*INFORMATION PROVIDED*:

/---

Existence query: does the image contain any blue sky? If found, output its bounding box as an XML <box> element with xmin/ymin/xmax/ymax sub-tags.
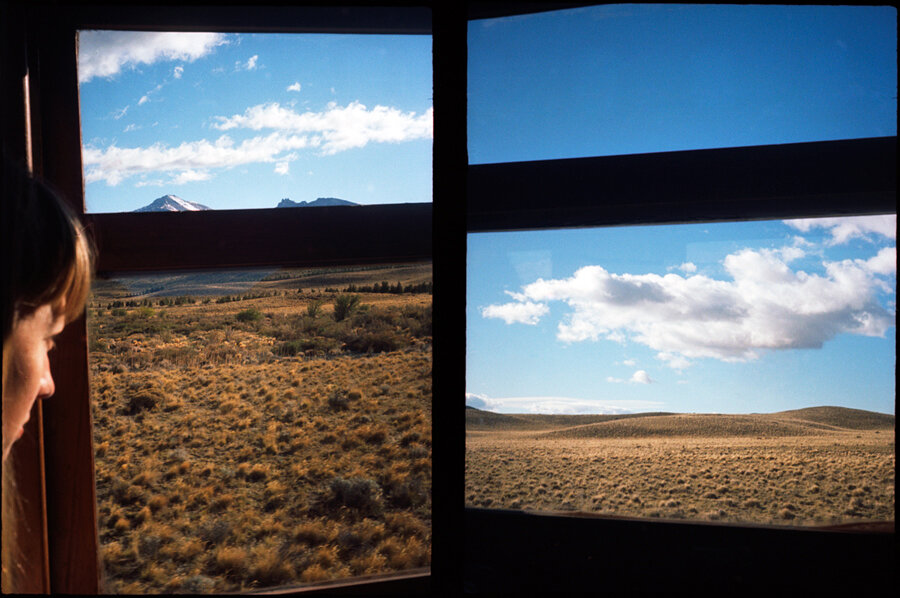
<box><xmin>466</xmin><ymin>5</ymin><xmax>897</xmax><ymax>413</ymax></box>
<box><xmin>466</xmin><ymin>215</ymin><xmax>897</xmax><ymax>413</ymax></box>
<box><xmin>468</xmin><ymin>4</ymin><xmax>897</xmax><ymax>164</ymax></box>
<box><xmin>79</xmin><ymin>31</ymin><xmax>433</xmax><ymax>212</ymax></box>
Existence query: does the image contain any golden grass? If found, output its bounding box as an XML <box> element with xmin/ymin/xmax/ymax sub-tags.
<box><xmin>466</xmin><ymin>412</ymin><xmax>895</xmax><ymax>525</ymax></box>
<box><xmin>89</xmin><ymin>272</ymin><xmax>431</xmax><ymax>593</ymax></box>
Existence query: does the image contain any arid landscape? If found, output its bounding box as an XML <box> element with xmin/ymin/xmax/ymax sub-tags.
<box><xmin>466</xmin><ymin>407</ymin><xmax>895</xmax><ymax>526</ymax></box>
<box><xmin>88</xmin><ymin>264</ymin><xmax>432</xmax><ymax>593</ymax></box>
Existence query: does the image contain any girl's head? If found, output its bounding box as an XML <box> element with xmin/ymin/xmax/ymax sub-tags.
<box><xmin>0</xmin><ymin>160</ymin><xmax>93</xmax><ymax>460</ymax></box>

\---

*EXERCISE*:
Copy out every line of the listing above verbatim, omitting the pictures.

*RESULT OF THE TASK*:
Existence query: does the image contain any blue sky? If found, output its bounding box as an XML <box> element with xmin/ymin/xmax/ymax sub-tags.
<box><xmin>466</xmin><ymin>5</ymin><xmax>897</xmax><ymax>413</ymax></box>
<box><xmin>466</xmin><ymin>215</ymin><xmax>897</xmax><ymax>413</ymax></box>
<box><xmin>468</xmin><ymin>4</ymin><xmax>897</xmax><ymax>164</ymax></box>
<box><xmin>79</xmin><ymin>31</ymin><xmax>433</xmax><ymax>212</ymax></box>
Existence query: does the image contain any golden grass? If found, output its bounding box as an XML <box> element with xmin/ymin/xmax/ymax sub-tags.
<box><xmin>466</xmin><ymin>412</ymin><xmax>895</xmax><ymax>525</ymax></box>
<box><xmin>89</xmin><ymin>272</ymin><xmax>431</xmax><ymax>593</ymax></box>
Existence query: does the image contain any arid landscape? If found, output its bounding box as an XML <box> element with xmin/ymin/xmax/ymax sub-tags.
<box><xmin>466</xmin><ymin>407</ymin><xmax>895</xmax><ymax>526</ymax></box>
<box><xmin>88</xmin><ymin>264</ymin><xmax>432</xmax><ymax>593</ymax></box>
Existence query: does the image contain any girl's head? If found, output its bounding box as an XML <box> element with xmin/ymin/xmax/ymax sub-tags.
<box><xmin>0</xmin><ymin>160</ymin><xmax>93</xmax><ymax>460</ymax></box>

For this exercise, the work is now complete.